------ Source extract ------

2011年11月30日星期三

Agony goes on for family of missing girl Siriyakorn 'Bung' Siriboon

THE last time her family see her, she turns on the doorstep and says "Bye, Mum, see you later." It is about 8.20am on a Thursday, six months ago tomorrow.

She crosses the street to the footpath and heads towards high school, a few minutes' walk.

Two doors down, a neighbour glances through his living room window and glimpses her: a 13-year-old girl in a blue and white uniform and blue rain jacket, carrying a dark backpack.

She moves from right to left across his vision - for about three seconds, he later calculates.

Then she vanishes.

Whoever sees her next, you'd think, is the only person who knows what happened to her, and why. The only one who knows if she is alive or dead.

Her family call her Bung, a short name standing in for the one on her passport, Siriyakorn Siriboon. She is a good girl: diligent, punctual, polite, never wags school.

People trust her, so when she doesn't turn up in her year 7 class that June morning, everyone assumes she has stayed home because of illness. It's the first week of winter, what teachers call "flu season", when kids wake up feeling awful and can hardly drag themselves out of bed.

If Bung were a troubled child, a repeat truant, teachers might suspect she is off on an escapade of her own. But she is none of those things, so no one worries until later.

At 3.30pm her mother, Vanidda Pattison, realises her daughter isn't home at the usual time. She calls her name from the kitchen, wonders why there's no answer.

------ Data entries ------

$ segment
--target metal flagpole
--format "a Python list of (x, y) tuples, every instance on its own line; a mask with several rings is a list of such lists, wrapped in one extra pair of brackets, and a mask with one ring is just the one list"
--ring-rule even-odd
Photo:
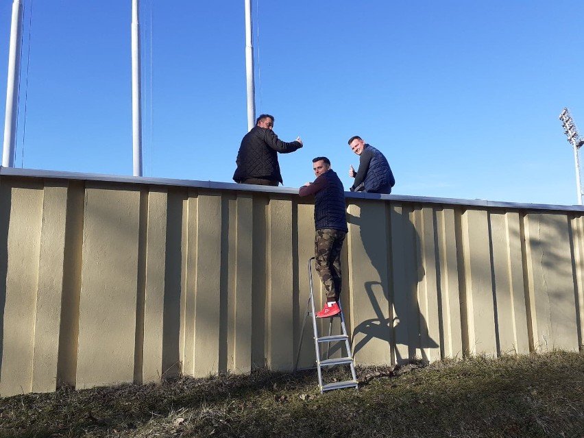
[(14, 151), (16, 148), (19, 82), (21, 75), (22, 24), (23, 5), (20, 0), (14, 0), (12, 3), (12, 22), (10, 26), (8, 80), (6, 86), (6, 113), (4, 118), (4, 149), (2, 153), (2, 166), (4, 167), (14, 167)]
[(132, 136), (134, 176), (142, 176), (142, 97), (138, 0), (132, 2)]
[(245, 0), (245, 75), (247, 80), (247, 129), (251, 130), (256, 125), (256, 86), (254, 82), (252, 0)]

------

=== Stated task ===
Please transcribe the passage of the article on the missing girl word for word, beginning at "Then she vanishes." and stopping after "alive or dead.".

=== Finished task ===
Then she vanishes.

Whoever sees her next, you'd think, is the only person who knows what happened to her, and why. The only one who knows if she is alive or dead.